**Source passage:**
MUMBAI (Reuters) - The death toll from a collapsed building in India’s financial center Mumbai rose to 72 on Saturday, as an injured woman trapped for 36 hours was freed from the rubble of the illegal and half-constructed building.
Rescue workers using cranes and bulldozers continued to search through the wreck of twisted steel and concrete after the seven-storey building collapsed “like a pack of cards” on Thursday evening, officials and witnesses said.
A shortage of cheap homes in Asia’s third-largest economy has led to a rise in illegal construction by developers who use substandard materials and shoddy methods in order to offer rock-bottom rents to low-paid workers.
“The building collapsed like a pack of cards within three to four seconds,” said Ramlal, a resident. “It just tilted a bit and collapsed,” he said. Residents said laborers paying rent of around $5 a day had lived in the building.
The building, which was in a forested area in the city of Thane, had been made using poor materials and without proper approvals, said Sandeep Malvi, a spokesman for licensing authority the Thane Municipal Corporation.
He said 72 people had been killed and 36 injured had been admitted into local hospitals. “There may still be more bodies inside,” Malvi added. “The rescue is still going on.”
As the sun rose on Saturday, around 100 workers from the national disaster relief agency continued to use jackhammers and other equipment to cut through the pile of metal and concrete.

**Dataset excerpts:**
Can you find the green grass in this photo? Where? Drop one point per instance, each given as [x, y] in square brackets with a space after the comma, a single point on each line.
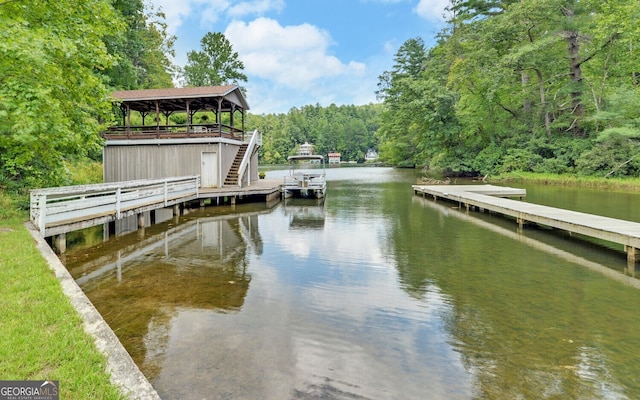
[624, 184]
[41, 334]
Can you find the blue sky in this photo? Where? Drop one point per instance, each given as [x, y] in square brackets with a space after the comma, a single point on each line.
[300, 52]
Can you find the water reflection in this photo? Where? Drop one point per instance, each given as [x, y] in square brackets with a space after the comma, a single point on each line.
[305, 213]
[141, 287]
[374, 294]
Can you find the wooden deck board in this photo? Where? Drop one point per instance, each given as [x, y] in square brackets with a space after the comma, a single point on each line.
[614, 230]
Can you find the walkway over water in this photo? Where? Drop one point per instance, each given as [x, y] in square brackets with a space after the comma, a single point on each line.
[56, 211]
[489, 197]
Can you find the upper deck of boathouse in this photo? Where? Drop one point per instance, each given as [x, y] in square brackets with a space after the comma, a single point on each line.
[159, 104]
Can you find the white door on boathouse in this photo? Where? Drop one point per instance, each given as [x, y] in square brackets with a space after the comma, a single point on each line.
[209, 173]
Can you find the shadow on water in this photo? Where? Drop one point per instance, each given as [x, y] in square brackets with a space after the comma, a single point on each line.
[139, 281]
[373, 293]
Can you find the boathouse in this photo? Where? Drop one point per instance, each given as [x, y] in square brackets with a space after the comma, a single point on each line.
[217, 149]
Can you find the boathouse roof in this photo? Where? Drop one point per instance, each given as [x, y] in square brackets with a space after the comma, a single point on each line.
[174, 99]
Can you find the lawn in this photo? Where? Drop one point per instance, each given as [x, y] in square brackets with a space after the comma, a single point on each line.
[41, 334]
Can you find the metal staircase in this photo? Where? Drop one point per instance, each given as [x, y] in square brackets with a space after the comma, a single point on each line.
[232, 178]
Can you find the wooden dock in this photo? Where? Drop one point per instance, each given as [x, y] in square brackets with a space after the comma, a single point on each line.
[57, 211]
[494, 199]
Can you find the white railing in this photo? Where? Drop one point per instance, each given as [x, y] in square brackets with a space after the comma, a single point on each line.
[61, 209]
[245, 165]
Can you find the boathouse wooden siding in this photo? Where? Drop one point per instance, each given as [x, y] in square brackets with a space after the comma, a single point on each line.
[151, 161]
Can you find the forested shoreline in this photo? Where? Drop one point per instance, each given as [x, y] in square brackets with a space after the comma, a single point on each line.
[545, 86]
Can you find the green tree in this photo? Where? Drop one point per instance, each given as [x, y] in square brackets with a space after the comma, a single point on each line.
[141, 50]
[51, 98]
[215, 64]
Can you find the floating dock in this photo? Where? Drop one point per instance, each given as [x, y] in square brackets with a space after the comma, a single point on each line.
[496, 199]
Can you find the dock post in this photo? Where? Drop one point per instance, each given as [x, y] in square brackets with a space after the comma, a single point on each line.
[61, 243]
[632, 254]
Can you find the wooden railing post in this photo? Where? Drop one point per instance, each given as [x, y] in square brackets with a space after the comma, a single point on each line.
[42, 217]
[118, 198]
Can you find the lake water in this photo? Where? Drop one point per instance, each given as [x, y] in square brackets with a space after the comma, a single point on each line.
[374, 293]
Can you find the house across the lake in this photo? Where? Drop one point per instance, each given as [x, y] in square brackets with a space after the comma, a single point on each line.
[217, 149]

==

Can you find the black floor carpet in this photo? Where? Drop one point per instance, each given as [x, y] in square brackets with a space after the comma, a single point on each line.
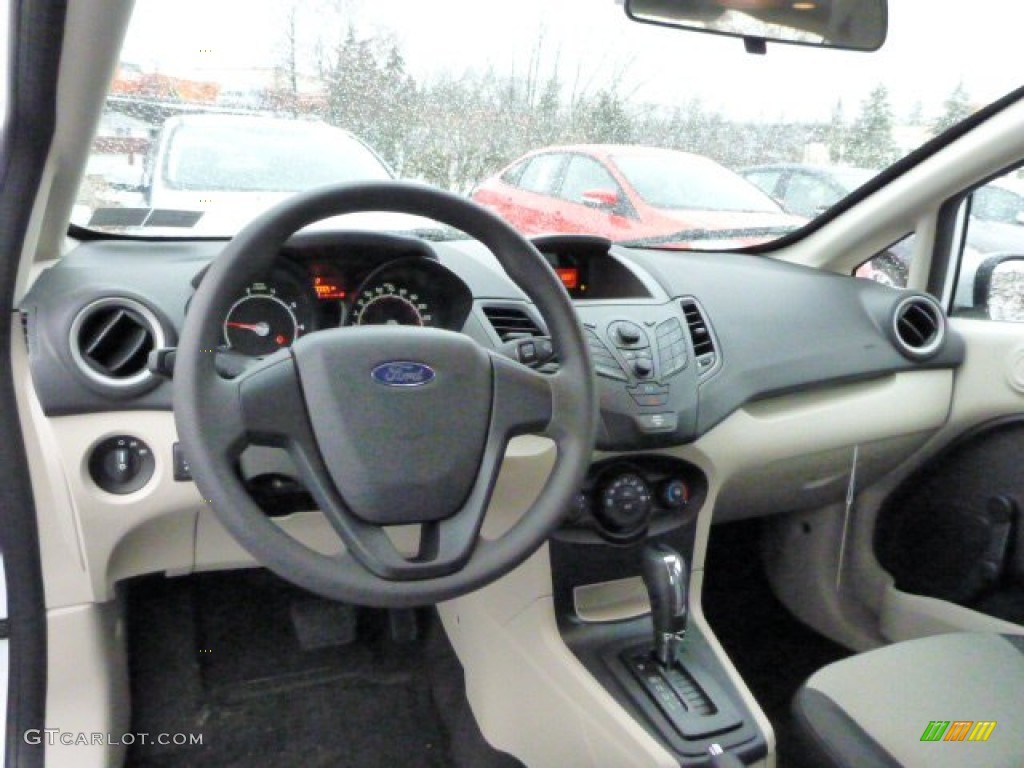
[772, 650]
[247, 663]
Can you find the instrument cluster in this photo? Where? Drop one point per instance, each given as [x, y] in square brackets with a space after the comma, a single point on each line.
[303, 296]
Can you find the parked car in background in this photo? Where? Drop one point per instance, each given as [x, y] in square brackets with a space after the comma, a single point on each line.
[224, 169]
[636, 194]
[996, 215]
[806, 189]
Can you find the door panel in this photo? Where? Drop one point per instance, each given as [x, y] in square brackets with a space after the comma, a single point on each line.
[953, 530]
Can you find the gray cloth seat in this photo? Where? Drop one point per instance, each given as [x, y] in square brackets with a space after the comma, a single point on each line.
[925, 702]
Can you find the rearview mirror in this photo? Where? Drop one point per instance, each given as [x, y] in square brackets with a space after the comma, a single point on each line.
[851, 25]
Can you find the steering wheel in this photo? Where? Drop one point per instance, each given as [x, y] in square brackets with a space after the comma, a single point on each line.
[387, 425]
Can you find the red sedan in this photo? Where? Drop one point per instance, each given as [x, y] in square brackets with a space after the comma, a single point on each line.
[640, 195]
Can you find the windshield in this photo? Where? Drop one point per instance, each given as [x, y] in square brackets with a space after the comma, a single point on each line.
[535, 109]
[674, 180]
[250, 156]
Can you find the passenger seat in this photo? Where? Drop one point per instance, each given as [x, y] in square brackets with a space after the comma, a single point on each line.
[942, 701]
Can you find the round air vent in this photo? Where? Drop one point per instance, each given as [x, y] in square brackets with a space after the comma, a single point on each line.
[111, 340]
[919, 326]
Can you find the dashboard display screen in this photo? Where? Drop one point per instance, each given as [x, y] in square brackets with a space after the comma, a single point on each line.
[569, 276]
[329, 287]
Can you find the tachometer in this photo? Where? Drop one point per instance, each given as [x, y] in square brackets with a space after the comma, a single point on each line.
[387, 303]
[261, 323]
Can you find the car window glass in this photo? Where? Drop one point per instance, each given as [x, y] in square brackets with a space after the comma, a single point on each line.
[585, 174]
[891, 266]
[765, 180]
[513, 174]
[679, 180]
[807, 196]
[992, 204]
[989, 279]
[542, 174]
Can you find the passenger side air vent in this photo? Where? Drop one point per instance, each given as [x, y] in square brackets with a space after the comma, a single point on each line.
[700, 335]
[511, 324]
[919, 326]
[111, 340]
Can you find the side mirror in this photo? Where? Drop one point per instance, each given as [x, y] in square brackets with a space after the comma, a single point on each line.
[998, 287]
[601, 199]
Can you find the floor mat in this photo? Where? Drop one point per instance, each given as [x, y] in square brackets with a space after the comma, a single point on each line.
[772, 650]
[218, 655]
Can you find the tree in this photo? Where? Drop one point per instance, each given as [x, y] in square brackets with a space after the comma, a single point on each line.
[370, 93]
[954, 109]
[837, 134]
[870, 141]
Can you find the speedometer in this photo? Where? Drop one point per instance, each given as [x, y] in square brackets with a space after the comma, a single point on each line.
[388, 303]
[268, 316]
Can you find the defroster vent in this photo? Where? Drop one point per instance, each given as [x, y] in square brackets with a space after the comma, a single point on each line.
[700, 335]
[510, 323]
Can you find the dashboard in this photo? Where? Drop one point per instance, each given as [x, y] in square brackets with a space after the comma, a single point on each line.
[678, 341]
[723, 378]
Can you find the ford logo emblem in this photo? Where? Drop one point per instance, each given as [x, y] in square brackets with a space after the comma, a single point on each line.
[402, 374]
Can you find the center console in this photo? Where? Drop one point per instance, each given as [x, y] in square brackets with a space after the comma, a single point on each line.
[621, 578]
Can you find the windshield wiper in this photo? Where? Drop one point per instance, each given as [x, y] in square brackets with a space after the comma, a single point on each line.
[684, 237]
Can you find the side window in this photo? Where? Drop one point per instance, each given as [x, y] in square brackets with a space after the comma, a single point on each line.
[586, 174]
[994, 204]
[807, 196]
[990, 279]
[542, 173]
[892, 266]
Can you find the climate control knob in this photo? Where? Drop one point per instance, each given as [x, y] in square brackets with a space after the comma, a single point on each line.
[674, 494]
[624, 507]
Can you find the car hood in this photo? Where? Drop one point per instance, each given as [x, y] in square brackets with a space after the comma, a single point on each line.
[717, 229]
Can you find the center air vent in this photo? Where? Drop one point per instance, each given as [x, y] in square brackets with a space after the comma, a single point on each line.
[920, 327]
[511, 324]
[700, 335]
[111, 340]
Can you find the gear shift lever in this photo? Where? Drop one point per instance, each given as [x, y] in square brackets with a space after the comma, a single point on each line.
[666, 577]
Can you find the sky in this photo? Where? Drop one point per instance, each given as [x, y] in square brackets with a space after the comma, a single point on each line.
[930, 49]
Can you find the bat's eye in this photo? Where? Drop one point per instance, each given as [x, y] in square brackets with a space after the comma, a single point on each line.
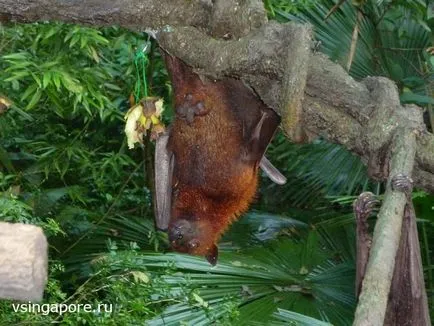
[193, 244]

**Prompt A:**
Summarize the report on the Mumbai building collapse in two sentences.
**Prompt B:**
Write the next paragraph of the report on the Mumbai building collapse, picking up after its final sentence.

**Output A:**
The death toll from the collapse of an illegal, half-constructed seven-story building in Thane rose to 72 on Saturday, and 36 injured people were admitted to local hospitals. A spokesman for the Thane Municipal Corporation said the building had been made with poor materials and without proper approvals, and rescue workers kept cutting through the rubble because more bodies might still be inside.

**Output B:**
The woman dragged from the building on Saturday was found after workers heard her voice and used camera equipment to pinpoint her location under the rubble. A 10-month old infant was pulled from the debris on Friday.
The Deputy Municipal Commissioner of the area has been suspended following the collapse, which the state chief minister said was due to the building being built illegally, local media reported.
Police said they were searching for the builders and would charge them with culpable homicide in connection with the disaster.
“Unauthorized constructions are a product of unavailability of affordable housing,” said Lalit Kumar Jain, president of the Confederation of Real Estate Developers of India.
A sharp rise in property prices in densely populated Mumbai over the past five years has put housing out of reach for tens of thousands of lower earners, many of whom moved to the city in search of jobs, and who now sleep on the streets or in slums.
In 2012, India’s urban housing shortage was estimated at nearly 19 million households, according to a report by the Ministry of Housing and Urban Poverty Alleviation.